### Aim of the exercise
Return each entry exactly, omitting nothing.

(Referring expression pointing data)

Start of Block

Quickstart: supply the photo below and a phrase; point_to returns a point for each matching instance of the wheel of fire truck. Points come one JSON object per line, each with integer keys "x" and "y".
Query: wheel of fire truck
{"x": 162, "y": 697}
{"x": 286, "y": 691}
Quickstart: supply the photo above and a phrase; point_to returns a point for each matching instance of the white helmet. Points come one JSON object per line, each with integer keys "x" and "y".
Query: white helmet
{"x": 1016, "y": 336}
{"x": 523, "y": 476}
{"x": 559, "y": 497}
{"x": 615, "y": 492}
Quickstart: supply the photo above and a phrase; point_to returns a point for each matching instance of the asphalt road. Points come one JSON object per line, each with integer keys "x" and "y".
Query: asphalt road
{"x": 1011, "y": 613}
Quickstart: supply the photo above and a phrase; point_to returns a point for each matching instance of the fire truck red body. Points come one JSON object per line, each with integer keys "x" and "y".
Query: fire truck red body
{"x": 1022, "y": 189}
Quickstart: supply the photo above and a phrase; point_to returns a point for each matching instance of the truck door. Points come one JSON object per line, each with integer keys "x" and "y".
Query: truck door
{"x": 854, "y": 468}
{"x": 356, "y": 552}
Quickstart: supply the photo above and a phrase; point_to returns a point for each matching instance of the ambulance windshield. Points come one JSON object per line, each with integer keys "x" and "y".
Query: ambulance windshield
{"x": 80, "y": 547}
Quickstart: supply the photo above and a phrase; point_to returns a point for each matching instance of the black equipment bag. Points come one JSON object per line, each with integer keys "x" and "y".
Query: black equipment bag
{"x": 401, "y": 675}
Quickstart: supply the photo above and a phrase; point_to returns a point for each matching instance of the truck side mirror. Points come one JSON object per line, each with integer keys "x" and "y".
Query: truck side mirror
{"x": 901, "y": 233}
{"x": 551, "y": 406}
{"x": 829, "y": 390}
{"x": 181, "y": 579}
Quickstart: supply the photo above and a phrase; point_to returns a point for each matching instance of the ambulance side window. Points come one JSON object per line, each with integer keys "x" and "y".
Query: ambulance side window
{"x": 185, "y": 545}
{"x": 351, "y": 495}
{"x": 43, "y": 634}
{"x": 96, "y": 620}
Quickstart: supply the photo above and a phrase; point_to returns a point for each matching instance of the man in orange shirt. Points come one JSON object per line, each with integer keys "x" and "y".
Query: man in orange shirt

End of Block

### Answer for the task
Quickstart: supply the photo below and a phrase; point_to returns a point for each matching instance of the wheel of fire truck. Points come one JSON object per line, each with integer keys "x" and "y".
Query: wheel of fire truck
{"x": 162, "y": 697}
{"x": 286, "y": 691}
Quickstart: supply the photo above and a phrase; point_to returns a point for each matching instance of the white helmet. Points come one JSON object per line, each with integer keys "x" and "y".
Query: white helmet
{"x": 1016, "y": 336}
{"x": 523, "y": 476}
{"x": 559, "y": 497}
{"x": 615, "y": 492}
Quickstart: supply the photo above and a phrase; point_to returns a point for each matching instance of the asphalt road. Points come one JSON object per line, each with integer keys "x" and "y".
Query: asphalt road
{"x": 1011, "y": 613}
Quickstart: supply the photo above and a phrase; point_to returns a point for each matching instance of the fire truck red body. Points come one JSON object per line, each with integer keys "x" and "y".
Query: fire truck red body
{"x": 1022, "y": 189}
Quickstart: supply the photo above and a phrase; point_to returns a point for each matching instance of the truck door. Points come one JSON object per line, each with integer keys "x" and "y".
Query: truck door
{"x": 854, "y": 468}
{"x": 356, "y": 552}
Quickstart: supply the photo above and a phrase; point_to returns a point for each matching instance of the ambulance windshield. Points come one JSON object per line, each with integer keys "x" and "y".
Query: ambulance windshield
{"x": 80, "y": 547}
Quickstart: supply the photo above and a phrase; point_to returns a point for each matching instance of the black equipment bag. Points come one JSON object per line, each with integer keys "x" and "y".
Query: black equipment bag
{"x": 401, "y": 675}
Quickstart: supply the photo above and a phrase; point_to returns a point for each matching instance of the truck side mirror. Points come one JSON object per line, each with integer keys "x" and "y".
Query: truck side mirror
{"x": 901, "y": 233}
{"x": 551, "y": 406}
{"x": 829, "y": 390}
{"x": 181, "y": 579}
Quickstart: supply the photo above and a phrase; point_to returns a point for each matching instance of the ambulance side window. Points come one JSON object per line, each with integer keys "x" and "y".
Query: ambulance side window
{"x": 185, "y": 545}
{"x": 351, "y": 495}
{"x": 43, "y": 634}
{"x": 96, "y": 620}
Quickstart: supply the photo above and a phrase; point_to returns a point for each matching instance of the man in orange shirt. Points come one JSON object per line, each with integer keys "x" and "y".
Query: man in orange shirt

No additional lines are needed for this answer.